Task objective: Update the entries below so that every "blurred green background" becomes "out-of-focus green backdrop", keeping all other text the same.

Input data:

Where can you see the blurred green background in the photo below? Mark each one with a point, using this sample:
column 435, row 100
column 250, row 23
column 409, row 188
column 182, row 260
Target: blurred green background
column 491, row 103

Reply:
Where can you see the out-of-focus green backdrop in the photo below? Mark each one with a point, using this sample:
column 435, row 100
column 250, row 23
column 409, row 188
column 182, row 260
Target: out-of-focus green backdrop
column 491, row 103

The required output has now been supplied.